== Records for this task ==

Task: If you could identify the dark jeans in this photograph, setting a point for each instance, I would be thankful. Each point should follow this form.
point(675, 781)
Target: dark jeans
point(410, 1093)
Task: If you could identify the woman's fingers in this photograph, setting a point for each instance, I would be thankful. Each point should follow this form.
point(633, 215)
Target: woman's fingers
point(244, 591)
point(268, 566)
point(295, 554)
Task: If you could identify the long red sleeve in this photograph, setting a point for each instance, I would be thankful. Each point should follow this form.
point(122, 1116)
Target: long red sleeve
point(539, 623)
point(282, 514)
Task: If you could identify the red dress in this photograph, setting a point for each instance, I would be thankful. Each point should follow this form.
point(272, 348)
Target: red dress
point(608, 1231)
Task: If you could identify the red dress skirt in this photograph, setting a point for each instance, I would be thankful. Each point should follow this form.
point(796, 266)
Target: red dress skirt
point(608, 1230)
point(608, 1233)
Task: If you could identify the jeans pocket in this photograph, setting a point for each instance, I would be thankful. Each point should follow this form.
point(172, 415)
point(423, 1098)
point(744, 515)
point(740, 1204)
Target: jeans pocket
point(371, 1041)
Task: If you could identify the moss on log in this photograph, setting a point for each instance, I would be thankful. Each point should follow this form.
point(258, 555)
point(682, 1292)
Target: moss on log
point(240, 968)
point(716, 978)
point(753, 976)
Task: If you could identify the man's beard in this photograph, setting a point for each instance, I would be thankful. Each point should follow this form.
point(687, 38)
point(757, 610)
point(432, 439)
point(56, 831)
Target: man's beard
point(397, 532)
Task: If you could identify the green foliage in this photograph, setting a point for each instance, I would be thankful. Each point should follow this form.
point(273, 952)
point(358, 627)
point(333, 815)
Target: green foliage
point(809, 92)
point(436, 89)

===

> _Exercise objective_
The records are to be duplicated in full, with every word kept exactly.

> _Response to this task_
Task: If you could identify the dark jeans in this photograph, setting a point for each instance, I would be thankful. Each point should follow this form.
point(675, 781)
Target: dark jeans
point(410, 1093)
Task: If you could identify the woman's fingers in this photograph, setting a point for each instance, I would be thankful. Each point should follow this form.
point(633, 215)
Target: woman's fingers
point(244, 591)
point(268, 566)
point(295, 554)
Task: If you could identify the long red sleeve in this photograph, setting a point for each instance, I would be thankful. Each point should follow this form.
point(122, 1116)
Target: long red sleeve
point(539, 623)
point(282, 514)
Task: If you could identify the red dress in this photograph, setting a point for each instance, I would be thankful. Each point should follow this form.
point(272, 348)
Target: red dress
point(608, 1231)
Task: If you could identify the red dress skirt in this photograph, setting a point for each instance, I would be thankful. Each point should follow this form.
point(796, 266)
Target: red dress skirt
point(608, 1230)
point(608, 1233)
Task: If you could identify the jeans pocket in this photograph, setting a point for each instance, I would be thankful. Each point should follow this form.
point(172, 415)
point(423, 1098)
point(744, 515)
point(740, 1204)
Target: jeans pocket
point(371, 1041)
Task: If you could identify the moss on log in this photograph, setting a point for each instance, I would be thankful. Each point should follow this form.
point(258, 555)
point(682, 1292)
Target: moss on log
point(240, 968)
point(716, 978)
point(753, 976)
Task: If you could identify the man's beard in this photograph, setting a point for each instance, I would be thankful. Each point should follow this form.
point(687, 38)
point(757, 610)
point(432, 439)
point(56, 831)
Target: man's beard
point(397, 532)
Task: If you could identify the green foliage in this photograph, setting a point for each instance, I would be thankful. Each point should follow this form.
point(273, 952)
point(358, 627)
point(333, 815)
Target: green foliage
point(809, 92)
point(436, 89)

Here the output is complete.